Written instruction
Gather every line of the records that contains the word "woman".

Image entries on named regions
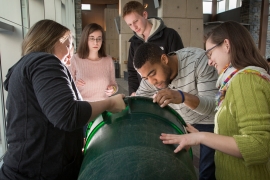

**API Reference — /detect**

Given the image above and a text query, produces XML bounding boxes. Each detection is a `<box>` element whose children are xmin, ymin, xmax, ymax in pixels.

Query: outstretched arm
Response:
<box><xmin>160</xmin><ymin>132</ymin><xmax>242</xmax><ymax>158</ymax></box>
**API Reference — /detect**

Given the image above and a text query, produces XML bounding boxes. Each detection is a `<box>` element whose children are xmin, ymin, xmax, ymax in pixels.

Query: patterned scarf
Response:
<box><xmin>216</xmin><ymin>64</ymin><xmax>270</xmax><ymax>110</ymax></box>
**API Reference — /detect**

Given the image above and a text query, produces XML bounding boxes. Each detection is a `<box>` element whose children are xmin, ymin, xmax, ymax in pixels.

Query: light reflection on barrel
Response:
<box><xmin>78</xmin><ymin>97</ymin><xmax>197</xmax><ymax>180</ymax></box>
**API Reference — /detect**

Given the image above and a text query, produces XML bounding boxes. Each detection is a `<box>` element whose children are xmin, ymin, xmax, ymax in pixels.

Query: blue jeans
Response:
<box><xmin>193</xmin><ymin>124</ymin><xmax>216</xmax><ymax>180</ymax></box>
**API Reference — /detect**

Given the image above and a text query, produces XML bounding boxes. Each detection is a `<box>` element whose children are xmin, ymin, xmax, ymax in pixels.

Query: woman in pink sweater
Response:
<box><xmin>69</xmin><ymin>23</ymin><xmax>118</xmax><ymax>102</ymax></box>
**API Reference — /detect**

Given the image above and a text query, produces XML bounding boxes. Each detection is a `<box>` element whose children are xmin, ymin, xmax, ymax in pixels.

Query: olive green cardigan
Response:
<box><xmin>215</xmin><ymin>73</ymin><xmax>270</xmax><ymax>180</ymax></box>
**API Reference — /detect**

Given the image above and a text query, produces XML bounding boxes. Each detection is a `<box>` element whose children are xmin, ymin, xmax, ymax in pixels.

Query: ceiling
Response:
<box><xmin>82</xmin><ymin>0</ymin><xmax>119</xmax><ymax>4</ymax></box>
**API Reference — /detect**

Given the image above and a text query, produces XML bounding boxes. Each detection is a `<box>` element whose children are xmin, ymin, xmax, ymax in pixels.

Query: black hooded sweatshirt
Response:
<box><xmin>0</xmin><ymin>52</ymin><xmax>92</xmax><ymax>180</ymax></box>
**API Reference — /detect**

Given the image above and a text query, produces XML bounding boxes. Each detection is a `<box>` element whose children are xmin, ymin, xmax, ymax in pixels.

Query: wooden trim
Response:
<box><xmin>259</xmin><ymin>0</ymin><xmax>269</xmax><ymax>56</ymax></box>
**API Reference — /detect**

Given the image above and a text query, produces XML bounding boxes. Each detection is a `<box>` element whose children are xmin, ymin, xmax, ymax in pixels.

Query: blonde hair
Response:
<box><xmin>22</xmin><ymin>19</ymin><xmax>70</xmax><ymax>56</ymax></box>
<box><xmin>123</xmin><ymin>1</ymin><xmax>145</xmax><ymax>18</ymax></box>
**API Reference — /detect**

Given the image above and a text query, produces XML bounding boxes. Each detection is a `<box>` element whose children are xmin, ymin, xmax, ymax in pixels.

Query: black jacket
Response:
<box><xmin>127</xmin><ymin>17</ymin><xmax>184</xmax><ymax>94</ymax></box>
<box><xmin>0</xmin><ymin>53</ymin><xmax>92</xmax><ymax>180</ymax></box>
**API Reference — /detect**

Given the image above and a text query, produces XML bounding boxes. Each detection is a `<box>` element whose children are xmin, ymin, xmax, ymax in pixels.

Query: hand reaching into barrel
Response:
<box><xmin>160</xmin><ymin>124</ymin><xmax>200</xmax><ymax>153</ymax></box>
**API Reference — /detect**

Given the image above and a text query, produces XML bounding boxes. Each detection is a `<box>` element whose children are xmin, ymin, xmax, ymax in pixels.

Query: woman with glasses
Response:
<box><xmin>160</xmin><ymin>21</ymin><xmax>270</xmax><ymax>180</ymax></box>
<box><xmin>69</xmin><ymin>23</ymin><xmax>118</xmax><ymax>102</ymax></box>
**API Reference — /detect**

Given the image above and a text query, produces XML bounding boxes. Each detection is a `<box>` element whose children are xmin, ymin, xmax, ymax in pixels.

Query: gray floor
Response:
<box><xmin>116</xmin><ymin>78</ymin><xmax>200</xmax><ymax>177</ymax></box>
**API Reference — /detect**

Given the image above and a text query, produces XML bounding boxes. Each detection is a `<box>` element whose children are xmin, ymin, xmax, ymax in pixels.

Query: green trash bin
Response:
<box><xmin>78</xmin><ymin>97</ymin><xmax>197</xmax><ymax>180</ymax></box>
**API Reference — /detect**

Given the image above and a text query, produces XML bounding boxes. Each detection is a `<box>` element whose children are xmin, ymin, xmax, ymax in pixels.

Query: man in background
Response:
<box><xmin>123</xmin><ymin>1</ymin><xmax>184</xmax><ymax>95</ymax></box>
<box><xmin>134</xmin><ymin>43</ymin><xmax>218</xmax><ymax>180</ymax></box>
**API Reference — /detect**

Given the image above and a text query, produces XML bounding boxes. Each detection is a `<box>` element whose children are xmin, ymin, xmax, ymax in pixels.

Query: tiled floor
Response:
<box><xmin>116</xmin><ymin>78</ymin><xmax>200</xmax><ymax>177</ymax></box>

Result for this exercise
Query: woman in pink sweater
Query: woman with glasses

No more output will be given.